Copy out each line of the material in which the word "ceiling" appears.
● ● ● ● ● ● ●
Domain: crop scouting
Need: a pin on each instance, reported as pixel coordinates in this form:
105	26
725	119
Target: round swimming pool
● ● ● ● ● ● ●
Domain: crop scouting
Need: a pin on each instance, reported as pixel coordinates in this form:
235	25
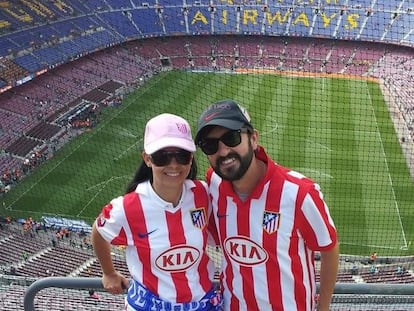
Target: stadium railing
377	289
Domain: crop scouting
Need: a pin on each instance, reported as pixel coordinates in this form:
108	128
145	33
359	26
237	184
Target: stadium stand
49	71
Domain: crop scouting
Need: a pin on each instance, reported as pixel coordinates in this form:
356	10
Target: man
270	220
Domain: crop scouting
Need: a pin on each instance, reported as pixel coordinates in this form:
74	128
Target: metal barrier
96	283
● ● ● ● ● ● ●
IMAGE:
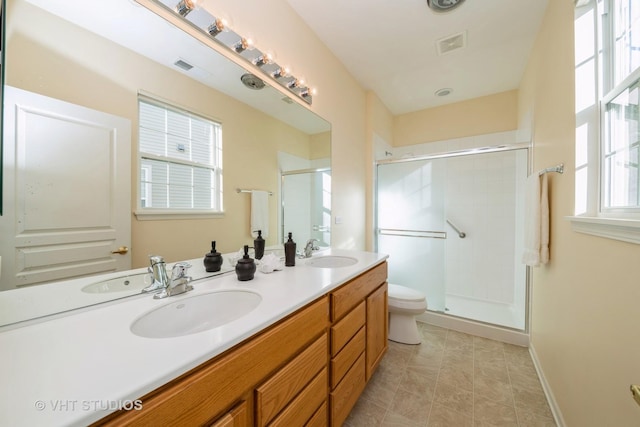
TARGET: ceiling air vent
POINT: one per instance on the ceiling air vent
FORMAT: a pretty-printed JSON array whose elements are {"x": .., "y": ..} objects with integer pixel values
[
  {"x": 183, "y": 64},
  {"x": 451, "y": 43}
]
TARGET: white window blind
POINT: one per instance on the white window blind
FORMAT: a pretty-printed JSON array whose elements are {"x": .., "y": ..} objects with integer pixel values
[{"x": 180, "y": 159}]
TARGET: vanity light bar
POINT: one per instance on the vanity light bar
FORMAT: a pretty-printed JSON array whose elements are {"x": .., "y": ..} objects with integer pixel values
● ● ● ● ● ● ●
Completed task =
TARGET: ceiling air vent
POINT: one per instance on the ceiling air vent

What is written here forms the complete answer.